Reading passage:

--- START ---

If the screengrab above, the words "ACT NOW!" are prominent--here's a closer look, at a blatant pitch for business:
So let's wish Cuomo luck in this effort--and take note of his courage, taking on a powerful constituency, not only in New York State, but within his own party.   After all, the tort bar is a linchpin of the Democratic Party's political and financial structure.   Yes, it's strange that the self-styled party of working people has also made room for millionaire and billionaire trial lawyers, but that makes it all the more impressive that Cuomo is doing what he is doing. 

If Cuomo succeeds, we might add, the effect could be to inspire similar efforts in other political jurisdictions.   And the result would be both lower healthcare costs and better medicine. Estimates of the cost of medical malpractice range from $55 billion to $200 billion.   Yet as noted here at Serious Medicine many times, the real cost of trial lawyers is not the cost of paying malpractice bills, it's the damage done to R&D.

--- END ---

Natural-language object grounding data:

--- START ---

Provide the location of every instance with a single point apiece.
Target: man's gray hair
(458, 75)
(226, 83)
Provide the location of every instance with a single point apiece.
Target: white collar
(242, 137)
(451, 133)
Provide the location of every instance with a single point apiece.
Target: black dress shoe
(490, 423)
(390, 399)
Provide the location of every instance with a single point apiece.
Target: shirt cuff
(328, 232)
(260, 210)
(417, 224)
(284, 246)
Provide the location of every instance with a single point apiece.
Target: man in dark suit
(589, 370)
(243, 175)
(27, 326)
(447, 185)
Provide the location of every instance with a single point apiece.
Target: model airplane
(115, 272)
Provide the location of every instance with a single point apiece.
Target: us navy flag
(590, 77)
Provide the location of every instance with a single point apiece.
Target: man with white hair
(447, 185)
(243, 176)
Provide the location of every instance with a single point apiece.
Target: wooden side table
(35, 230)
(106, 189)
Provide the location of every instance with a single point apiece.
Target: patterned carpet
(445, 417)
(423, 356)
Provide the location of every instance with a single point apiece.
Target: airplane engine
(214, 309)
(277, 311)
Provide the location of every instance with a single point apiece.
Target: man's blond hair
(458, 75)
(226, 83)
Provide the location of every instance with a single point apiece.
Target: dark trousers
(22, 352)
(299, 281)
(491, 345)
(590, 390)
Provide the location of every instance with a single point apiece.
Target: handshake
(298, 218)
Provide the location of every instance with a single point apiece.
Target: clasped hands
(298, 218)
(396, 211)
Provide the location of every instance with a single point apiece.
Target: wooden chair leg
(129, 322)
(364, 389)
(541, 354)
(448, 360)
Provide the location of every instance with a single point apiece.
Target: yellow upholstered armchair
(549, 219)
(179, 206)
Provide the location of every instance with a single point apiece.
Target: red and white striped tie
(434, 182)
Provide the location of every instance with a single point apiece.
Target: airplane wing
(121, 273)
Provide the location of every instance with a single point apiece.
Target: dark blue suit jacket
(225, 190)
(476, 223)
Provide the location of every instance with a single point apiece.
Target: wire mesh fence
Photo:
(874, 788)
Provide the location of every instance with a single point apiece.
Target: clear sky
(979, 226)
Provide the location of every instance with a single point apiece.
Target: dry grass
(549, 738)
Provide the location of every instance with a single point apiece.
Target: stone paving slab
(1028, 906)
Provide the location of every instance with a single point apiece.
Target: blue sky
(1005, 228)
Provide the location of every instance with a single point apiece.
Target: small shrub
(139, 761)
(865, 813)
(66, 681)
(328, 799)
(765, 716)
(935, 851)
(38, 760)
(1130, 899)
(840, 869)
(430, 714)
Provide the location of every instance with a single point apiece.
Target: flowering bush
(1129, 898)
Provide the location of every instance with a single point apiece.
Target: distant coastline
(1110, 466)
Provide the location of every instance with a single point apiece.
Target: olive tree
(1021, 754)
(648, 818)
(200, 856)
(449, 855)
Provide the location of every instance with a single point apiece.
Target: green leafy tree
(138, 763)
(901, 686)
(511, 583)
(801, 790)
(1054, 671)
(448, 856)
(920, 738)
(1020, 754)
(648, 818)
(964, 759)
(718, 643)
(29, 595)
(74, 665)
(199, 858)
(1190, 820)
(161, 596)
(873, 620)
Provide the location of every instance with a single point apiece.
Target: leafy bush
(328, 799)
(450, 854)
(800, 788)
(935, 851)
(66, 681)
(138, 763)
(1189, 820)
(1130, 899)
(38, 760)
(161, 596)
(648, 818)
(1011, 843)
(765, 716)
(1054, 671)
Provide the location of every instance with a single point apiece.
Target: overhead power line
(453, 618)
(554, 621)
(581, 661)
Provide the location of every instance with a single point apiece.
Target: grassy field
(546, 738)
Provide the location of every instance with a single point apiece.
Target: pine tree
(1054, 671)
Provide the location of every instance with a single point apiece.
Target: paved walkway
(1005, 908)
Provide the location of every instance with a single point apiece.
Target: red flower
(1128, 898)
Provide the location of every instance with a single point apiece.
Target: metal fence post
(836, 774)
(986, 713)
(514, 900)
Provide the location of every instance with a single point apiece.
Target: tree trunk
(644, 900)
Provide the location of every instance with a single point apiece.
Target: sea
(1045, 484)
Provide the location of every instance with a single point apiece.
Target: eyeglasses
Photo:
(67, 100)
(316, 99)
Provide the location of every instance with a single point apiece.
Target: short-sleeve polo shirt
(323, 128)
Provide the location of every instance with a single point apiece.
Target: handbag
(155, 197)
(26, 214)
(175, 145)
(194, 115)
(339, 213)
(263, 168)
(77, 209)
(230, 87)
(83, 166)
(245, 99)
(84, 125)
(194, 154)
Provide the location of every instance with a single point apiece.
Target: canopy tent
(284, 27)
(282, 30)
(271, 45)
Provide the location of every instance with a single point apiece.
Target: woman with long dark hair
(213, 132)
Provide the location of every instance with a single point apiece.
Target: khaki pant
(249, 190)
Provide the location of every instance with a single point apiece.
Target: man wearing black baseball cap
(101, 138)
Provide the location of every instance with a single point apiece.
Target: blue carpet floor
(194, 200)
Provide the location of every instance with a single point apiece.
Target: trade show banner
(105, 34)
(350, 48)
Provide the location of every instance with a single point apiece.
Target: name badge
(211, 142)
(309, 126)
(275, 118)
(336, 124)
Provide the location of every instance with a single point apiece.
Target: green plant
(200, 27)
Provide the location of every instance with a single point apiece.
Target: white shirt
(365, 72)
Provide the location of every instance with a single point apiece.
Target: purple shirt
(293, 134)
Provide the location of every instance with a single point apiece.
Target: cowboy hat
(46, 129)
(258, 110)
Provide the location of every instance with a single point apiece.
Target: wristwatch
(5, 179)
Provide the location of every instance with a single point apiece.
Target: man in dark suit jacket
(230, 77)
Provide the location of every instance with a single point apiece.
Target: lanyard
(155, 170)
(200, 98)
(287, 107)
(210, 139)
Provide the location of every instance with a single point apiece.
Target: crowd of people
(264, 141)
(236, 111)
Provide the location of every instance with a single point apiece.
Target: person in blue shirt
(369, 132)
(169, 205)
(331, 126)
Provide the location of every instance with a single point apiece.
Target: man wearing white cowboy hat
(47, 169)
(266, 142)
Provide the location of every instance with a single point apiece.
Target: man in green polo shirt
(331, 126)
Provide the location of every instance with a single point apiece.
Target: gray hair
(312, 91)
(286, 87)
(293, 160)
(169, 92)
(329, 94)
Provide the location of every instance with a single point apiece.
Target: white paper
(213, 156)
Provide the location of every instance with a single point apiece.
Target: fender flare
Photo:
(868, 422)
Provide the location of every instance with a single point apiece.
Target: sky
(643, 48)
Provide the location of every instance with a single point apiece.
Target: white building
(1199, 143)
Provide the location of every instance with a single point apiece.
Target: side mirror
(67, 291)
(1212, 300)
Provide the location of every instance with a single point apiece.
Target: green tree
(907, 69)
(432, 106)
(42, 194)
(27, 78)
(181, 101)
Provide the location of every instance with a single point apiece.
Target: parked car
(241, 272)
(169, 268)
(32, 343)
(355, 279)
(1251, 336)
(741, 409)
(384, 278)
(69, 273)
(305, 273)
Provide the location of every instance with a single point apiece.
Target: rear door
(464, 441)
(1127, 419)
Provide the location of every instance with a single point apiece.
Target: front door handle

--- END ---

Exercise instructions:
Please reproduce the full passage on Cuomo and medical malpractice word for word.

Written answer:
If the screengrab above, the words "ACT NOW!" are prominent--here's a closer look, at a blatant pitch for business:
So let's wish Cuomo luck in this effort--and take note of his courage, taking on a powerful constituency, not only in New York State, but within his own party.   After all, the tort bar is a linchpin of the Democratic Party's political and financial structure.   Yes, it's strange that the self-styled party of working people has also made room for millionaire and billionaire trial lawyers, but that makes it all the more impressive that Cuomo is doing what he is doing. 

If Cuomo succeeds, we might add, the effect could be to inspire similar efforts in other political jurisdictions.   And the result would be both lower healthcare costs and better medicine. Estimates of the cost of medical malpractice range from $55 billion to $200 billion.   Yet as noted here at Serious Medicine many times, the real cost of trial lawyers is not the cost of paying malpractice bills, it's the damage done to R&D.